» **Written exercise**
Rewrite the entries below, substituting "occurrence" for "instance" wherever it occurs and keeping everything else unchanged. Leave the pictures out of your answer.

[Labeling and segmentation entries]
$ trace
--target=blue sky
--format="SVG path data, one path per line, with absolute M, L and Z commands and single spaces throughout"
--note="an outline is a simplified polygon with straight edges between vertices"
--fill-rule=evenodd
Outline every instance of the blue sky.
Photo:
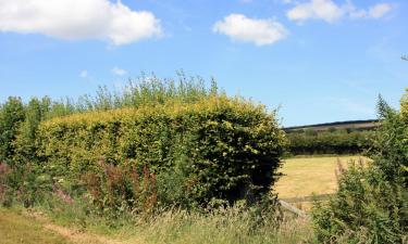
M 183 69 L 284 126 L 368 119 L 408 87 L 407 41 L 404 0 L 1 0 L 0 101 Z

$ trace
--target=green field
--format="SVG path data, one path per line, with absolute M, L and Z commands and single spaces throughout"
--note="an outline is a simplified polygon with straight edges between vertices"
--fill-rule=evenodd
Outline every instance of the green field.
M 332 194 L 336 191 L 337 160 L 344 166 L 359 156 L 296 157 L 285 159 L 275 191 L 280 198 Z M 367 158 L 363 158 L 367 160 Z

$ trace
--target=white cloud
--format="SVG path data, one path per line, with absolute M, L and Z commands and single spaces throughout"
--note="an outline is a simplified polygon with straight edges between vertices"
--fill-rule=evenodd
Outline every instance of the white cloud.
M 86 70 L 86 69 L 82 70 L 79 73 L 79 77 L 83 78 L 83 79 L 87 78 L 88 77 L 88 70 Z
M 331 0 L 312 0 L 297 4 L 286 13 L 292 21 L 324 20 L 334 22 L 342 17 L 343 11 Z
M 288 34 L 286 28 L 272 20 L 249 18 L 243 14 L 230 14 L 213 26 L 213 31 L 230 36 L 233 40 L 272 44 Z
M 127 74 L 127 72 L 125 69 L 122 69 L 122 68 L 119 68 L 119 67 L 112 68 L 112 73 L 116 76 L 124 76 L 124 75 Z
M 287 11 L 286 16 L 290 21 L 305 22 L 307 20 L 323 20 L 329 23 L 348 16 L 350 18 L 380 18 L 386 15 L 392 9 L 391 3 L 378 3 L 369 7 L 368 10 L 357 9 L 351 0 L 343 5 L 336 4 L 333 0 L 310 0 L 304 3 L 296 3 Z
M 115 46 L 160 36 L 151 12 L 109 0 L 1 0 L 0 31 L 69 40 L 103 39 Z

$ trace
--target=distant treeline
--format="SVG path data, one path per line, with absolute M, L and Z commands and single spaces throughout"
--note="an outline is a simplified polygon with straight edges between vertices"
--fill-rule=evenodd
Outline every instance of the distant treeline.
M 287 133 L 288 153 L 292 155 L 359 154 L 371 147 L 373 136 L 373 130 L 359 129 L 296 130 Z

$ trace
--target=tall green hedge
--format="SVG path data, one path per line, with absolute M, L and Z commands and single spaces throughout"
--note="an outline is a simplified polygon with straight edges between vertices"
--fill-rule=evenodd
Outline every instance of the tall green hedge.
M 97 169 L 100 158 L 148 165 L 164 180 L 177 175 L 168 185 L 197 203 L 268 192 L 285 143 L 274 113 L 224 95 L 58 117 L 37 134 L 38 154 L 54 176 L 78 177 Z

» **Expected output**
$ trace
--target=blue sky
--format="SVG path data, one path per line, with absolute M, L and Z commands and single spaces throughout"
--note="an outline is a simplified polygon with straight edges between vertices"
--fill-rule=evenodd
Outline every occurrence of the blue sky.
Photo:
M 183 69 L 284 126 L 368 119 L 408 87 L 407 41 L 404 0 L 1 0 L 0 101 Z

$ trace
--target=green field
--format="SVG path data, one path per line, with absolute M, L and Z commands and single spaces throughout"
--note="an outline is a simplified polygon with straight edges between vertices"
--fill-rule=evenodd
Outline every occurrence of the green field.
M 332 194 L 336 191 L 337 160 L 344 166 L 359 156 L 296 157 L 285 159 L 275 191 L 280 198 Z M 367 158 L 363 158 L 367 160 Z

$ trace
--target=white cloud
--format="SVG path data, one path per line, with absolute M, L and Z commands and single spaces throughout"
--note="an outline is a simplified polygon with straight edges between vertices"
--fill-rule=evenodd
Outline every occurrence of the white cloud.
M 86 70 L 86 69 L 82 70 L 79 73 L 79 77 L 83 78 L 83 79 L 87 78 L 88 77 L 88 70 Z
M 331 0 L 312 0 L 297 4 L 286 13 L 292 21 L 324 20 L 334 22 L 342 17 L 343 11 Z
M 288 34 L 286 28 L 272 20 L 249 18 L 243 14 L 230 14 L 213 26 L 213 31 L 230 36 L 233 40 L 272 44 Z
M 127 74 L 127 72 L 125 69 L 122 69 L 122 68 L 119 68 L 119 67 L 112 68 L 112 73 L 116 76 L 124 76 L 124 75 Z
M 287 11 L 286 16 L 290 21 L 305 22 L 307 20 L 323 20 L 329 23 L 348 16 L 350 18 L 380 18 L 386 15 L 392 9 L 391 3 L 378 3 L 369 7 L 368 10 L 357 9 L 351 0 L 343 5 L 336 4 L 333 0 L 310 0 L 304 3 L 296 3 Z
M 115 46 L 160 36 L 151 12 L 109 0 L 1 0 L 0 31 L 69 40 L 103 39 Z

$ trace
--target=distant treeline
--format="SVG path data, one path per line, with absolute M, L and Z commands and single spaces throughout"
--note="an outline is a simplified polygon with straight edges between vertices"
--fill-rule=evenodd
Outline every occurrence of the distant treeline.
M 287 133 L 288 153 L 292 155 L 359 154 L 371 147 L 373 136 L 373 130 L 359 129 L 296 130 Z

$ trace
--target=tall green hedge
--format="SVG path data, one path per line, with absolute M, L and Z commands and single spaces throughout"
--note="an outline is a simplified polygon with straight edges between vertices"
--fill-rule=evenodd
Outline every occurrence of the tall green hedge.
M 97 169 L 100 158 L 148 165 L 164 180 L 177 175 L 168 185 L 197 203 L 268 192 L 285 143 L 274 113 L 224 95 L 58 117 L 37 134 L 38 154 L 54 176 L 78 177 Z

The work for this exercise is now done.